Short task:
Pick up the passage on the Jacobian matrix below and continue it from the point where it stops.

Given text:
------

For a vector-valued function
[tex]\mathbf f(\mathbf x)=\mathbf f(x_1,x_2,\ldots,x_n)=(f_1(x_1,x_2,\ldots,x_n),\ldots,f_m(x_1,x_2,\ldots,x_n))[/tex]
the matrix of partial derivatives (a.k.a. the Jacobian) is the [tex]m\times n[/tex] matrix in which the [tex](i,j)[/tex]-th entry is the derivative of [tex]f_i[/tex] with respect to [tex]x_j[/tex]:
[tex]D\mathbf f(\mathbf x)=\begin{bmatrix}\dfrac{\partial f_1}{\partial x_1}&\dfrac{\partial f_1}{\partial x_2}&\cdots&\dfrac{\partial f_1}{\partial x_n}\\\dfrac{\partial f_2}{\partial x_1}&\dfrac{\partial f_2}{\partial x_2}&\cdots&\dfrac{\partial f_2}{\partial x_n}\\\vdots&\vdots&\ddots&\vdots\\\dfrac{\partial f_m}{\partial x_1}&\dfrac{\partial f_m}{\partial x_2}&\cdots&\dfrac{\partial f_n}{\partial x_n}\end{bmatrix}[/tex]
So we have
(a)

------

Provided material:
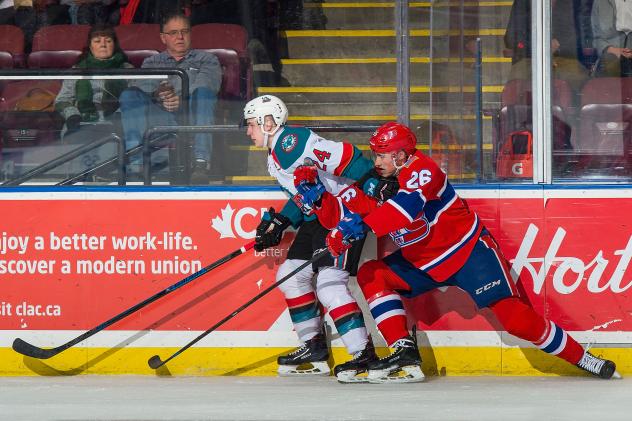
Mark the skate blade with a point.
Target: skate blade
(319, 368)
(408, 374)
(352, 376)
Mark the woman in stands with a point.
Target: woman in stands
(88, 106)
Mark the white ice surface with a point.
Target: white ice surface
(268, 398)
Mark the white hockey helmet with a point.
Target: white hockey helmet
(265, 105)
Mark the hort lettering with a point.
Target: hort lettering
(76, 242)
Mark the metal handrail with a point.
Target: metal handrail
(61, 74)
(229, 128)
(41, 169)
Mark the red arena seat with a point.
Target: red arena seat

------

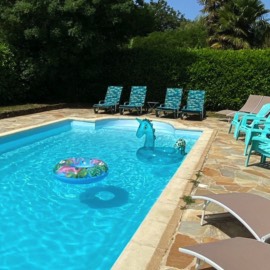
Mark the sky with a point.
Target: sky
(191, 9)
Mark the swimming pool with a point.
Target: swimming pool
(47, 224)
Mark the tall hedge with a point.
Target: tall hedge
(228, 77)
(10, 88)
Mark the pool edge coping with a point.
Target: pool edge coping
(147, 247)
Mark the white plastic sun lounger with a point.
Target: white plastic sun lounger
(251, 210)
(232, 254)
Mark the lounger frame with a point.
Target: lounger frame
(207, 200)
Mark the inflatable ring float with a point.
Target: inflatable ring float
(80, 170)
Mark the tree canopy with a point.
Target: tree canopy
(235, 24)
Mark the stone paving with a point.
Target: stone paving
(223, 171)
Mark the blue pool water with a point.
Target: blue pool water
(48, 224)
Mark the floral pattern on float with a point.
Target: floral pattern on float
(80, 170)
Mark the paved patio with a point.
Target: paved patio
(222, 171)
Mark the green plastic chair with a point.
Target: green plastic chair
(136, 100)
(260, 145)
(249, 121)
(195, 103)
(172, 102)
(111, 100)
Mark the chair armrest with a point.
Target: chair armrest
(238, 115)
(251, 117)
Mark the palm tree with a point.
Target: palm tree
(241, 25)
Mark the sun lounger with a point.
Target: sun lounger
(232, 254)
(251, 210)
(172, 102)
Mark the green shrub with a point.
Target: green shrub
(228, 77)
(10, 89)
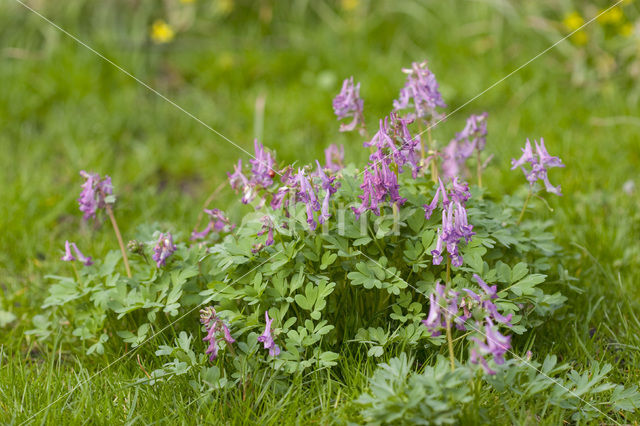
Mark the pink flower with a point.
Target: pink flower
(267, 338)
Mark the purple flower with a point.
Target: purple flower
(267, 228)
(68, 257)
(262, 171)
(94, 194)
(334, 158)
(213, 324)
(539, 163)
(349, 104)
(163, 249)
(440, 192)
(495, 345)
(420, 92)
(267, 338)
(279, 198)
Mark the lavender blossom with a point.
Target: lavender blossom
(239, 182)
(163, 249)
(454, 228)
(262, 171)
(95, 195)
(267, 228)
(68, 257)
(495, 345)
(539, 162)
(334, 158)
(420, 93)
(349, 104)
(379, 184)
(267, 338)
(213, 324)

------

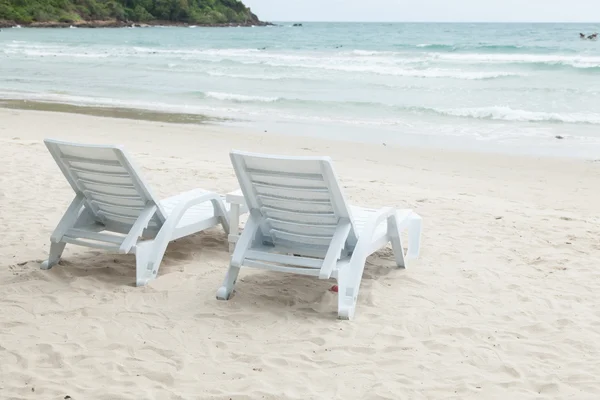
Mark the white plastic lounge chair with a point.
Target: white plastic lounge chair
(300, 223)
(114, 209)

------

Exercise output:
[tex]D f(x,y)=\begin{bmatrix}\dfrac{\partial(e^x)}{\partial x}&\dfrac{\partial(e^x)}{\partial y}\\\dfrac{\partial(\sin(xy))}{\partial x}&\dfrac{\partial(\sin(xy))}{\partial y}\end{bmatrix}=\begin{bmatrix}e^x&0\\y\cos(xy)&x\cos(xy)\end{bmatrix}[/tex]
(b)
[tex]D f(x,y,z)=\begin{bmatrix}\dfrac{\partial(x-y)}{\partial x}&\dfrac{\partial(x-y)}{\partial y}&\dfrac{\partial(x-y)}{\partial z}\\\dfrac{\partial(y+z)}{\partial x}&\dfrac{\partial(y+z)}{\partial y}&\dfrac{\partial(y+z)}{\partial z}\end{bmatrix}=\begin{bmatrix}1&-1&0\\0&1&1\end{bmatrix}[/tex]
(c)
[tex]Df(x,y)=\begin{bmatrix}y&x\\1&-1\\y&x\end{bmatrix}[/tex]
(d)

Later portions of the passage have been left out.